=== RAW DATA ===
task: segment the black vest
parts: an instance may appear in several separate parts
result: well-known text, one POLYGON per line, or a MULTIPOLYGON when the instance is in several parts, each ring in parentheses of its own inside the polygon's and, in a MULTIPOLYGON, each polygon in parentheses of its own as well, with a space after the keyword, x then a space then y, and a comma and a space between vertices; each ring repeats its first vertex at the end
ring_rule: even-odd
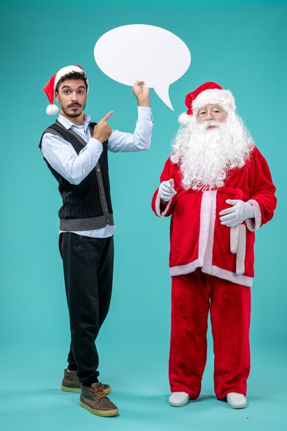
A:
===
=== RAW DATA ===
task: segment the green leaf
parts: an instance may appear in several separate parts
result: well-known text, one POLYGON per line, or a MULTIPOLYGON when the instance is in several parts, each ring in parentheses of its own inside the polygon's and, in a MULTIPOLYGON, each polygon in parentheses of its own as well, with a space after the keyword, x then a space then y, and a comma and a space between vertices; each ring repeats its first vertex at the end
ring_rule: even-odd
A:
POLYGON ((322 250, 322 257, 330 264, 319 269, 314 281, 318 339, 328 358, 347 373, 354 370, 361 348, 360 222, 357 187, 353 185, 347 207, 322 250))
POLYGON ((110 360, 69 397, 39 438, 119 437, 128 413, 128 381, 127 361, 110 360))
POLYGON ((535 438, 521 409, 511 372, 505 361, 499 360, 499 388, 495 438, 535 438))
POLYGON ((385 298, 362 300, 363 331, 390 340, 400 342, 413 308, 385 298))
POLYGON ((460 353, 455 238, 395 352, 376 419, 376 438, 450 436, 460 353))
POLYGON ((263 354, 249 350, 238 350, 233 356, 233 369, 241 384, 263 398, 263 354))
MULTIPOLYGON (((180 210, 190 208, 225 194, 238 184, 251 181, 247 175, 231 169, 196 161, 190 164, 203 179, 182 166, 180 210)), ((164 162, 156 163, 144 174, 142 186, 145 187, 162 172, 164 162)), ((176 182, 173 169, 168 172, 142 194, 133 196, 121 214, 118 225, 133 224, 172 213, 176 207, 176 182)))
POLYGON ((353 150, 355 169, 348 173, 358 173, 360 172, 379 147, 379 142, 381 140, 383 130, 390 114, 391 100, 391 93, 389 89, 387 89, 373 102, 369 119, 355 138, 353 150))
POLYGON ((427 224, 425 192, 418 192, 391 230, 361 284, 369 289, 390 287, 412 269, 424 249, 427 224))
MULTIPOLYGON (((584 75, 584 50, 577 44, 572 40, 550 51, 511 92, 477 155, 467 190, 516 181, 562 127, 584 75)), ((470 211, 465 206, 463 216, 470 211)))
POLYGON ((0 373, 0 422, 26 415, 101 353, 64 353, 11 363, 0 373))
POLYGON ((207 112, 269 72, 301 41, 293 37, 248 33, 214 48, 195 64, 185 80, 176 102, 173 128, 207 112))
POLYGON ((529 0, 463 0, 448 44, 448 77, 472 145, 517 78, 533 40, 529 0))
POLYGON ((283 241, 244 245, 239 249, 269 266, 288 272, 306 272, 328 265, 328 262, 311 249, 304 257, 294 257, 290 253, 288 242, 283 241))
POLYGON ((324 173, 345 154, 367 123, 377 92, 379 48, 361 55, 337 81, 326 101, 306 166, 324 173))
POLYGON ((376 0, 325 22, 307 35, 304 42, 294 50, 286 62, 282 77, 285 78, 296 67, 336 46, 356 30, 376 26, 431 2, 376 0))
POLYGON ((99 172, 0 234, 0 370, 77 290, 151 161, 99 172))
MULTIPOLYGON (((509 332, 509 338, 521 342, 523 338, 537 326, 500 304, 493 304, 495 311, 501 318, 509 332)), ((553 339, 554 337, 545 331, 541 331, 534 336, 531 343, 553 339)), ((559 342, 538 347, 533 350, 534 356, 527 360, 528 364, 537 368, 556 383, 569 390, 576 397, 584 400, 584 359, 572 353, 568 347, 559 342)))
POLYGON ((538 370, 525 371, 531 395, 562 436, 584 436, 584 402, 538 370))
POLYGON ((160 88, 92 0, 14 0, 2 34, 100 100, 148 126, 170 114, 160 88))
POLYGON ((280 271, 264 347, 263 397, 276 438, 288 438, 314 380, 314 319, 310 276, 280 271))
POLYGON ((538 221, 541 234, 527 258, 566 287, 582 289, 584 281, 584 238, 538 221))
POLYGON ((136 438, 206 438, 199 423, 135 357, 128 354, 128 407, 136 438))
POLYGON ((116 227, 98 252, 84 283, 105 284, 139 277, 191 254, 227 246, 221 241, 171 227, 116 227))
===
* [SET TASK]
Please rewrite the material between the lines holding "task: segment the green leaf" and "POLYGON ((427 224, 425", inclusive, changing "green leaf" to "yellow leaf" and leaving everything else the same.

* [ANSWER]
task: segment the yellow leaf
parts: an instance may appear in several separate parts
result: well-known text, one POLYGON per line, or a MULTIPOLYGON when the instance is in several parts, each ring in parentheses of its own inside the polygon's and, in a MULTIPOLYGON, each polygon in parentheses of its own as well, with a space after the keyword, x then a space then y, and a comma and a space between vertices; each ring repeats its first vertex at the end
ring_rule: even-odd
A:
POLYGON ((322 250, 322 257, 330 264, 319 269, 314 281, 318 339, 328 358, 347 373, 354 370, 361 348, 360 222, 357 187, 353 185, 347 207, 322 250))
POLYGON ((110 360, 69 397, 39 438, 119 437, 128 413, 128 381, 127 361, 110 360))
POLYGON ((535 438, 521 409, 511 372, 505 361, 499 360, 499 388, 495 438, 535 438))
POLYGON ((385 298, 362 300, 363 331, 390 340, 400 342, 413 308, 385 298))
POLYGON ((460 353, 455 238, 395 352, 376 419, 376 438, 450 436, 460 353))
POLYGON ((263 354, 249 350, 238 350, 233 356, 233 369, 241 384, 263 398, 263 354))
MULTIPOLYGON (((180 210, 190 208, 225 194, 238 184, 251 181, 247 175, 231 169, 196 161, 190 164, 203 179, 182 166, 180 210)), ((164 162, 156 163, 144 174, 142 186, 145 187, 162 172, 164 162)), ((176 182, 173 169, 168 172, 142 194, 133 196, 121 214, 118 225, 133 224, 172 213, 176 207, 176 182)))
POLYGON ((353 150, 355 169, 348 173, 358 173, 360 172, 379 147, 379 142, 381 140, 383 130, 390 114, 391 100, 391 93, 389 89, 387 89, 373 102, 369 119, 355 138, 353 150))
POLYGON ((427 224, 425 192, 418 192, 391 230, 361 284, 369 289, 390 287, 412 269, 424 249, 427 224))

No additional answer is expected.